• [Passage provided]

5. Land Use - The operator shall leave the on-site area in a condition which is capable of supporting the postmining land use.

6. Slopes - Waste piles, spoil piles and fills shall be regraded to a stable configuration and shall be sloped to minimize safety hazards and erosion while providing for successful revegetation.

7. Highwalls - In surface mining and in open cuts for pads or roadways, highwalls shall be reclaimed and stabilized by backfilling against them or by cutting the wall back to achieve a slope angle of 45 degrees or less.

8. Roads and Pads - On-site roads and pads shall be reclaimed when they are no longer needed for operations. When a road or pad is to be turned over to the property owner or managing agency for continuing use, the operator shall turn over the property with adequate surface drainage structures and in a condition suitable for continued use.

9. Dams and Impoundments - Water impounding structures shall be reclaimed so as to be self-draining and mechanically stable unless shown to have sound hydrologic design and to be beneficial to the postmining land use.

10. Trenches and Pits - Trenches and small pits shall be reclaimed.

11. Structures and Equipment - Structures, rail lines, utility connections, equipment, and debris shall be buried or removed.

12. Topsoil Redistribution - After final grading, soil materials shall be redistributed on a stable surface, so as to minimize erosion, prevent undue compaction and promote revegetation.

13. Revegetation - The species seeded shall include adaptable perennial species that will grow on the site, provide basic soil and watershed protection, and support the postmining land use.

• [Dataset excerpt]
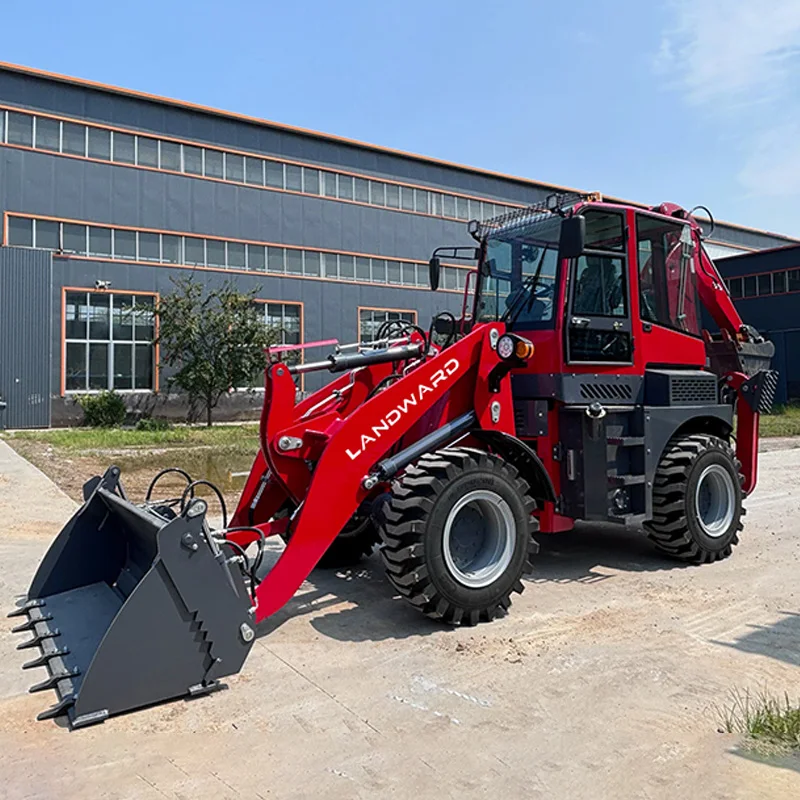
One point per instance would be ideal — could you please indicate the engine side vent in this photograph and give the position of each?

• [Goal]
Set down the part of the reclamation standards starting with "9. Dams and" and going on through "to the postmining land use.", word for word.

• [Full output]
9. Dams and Impoundments - Water impounding structures shall be reclaimed so as to be self-draining and mechanically stable unless shown to have sound hydrologic design and to be beneficial to the postmining land use.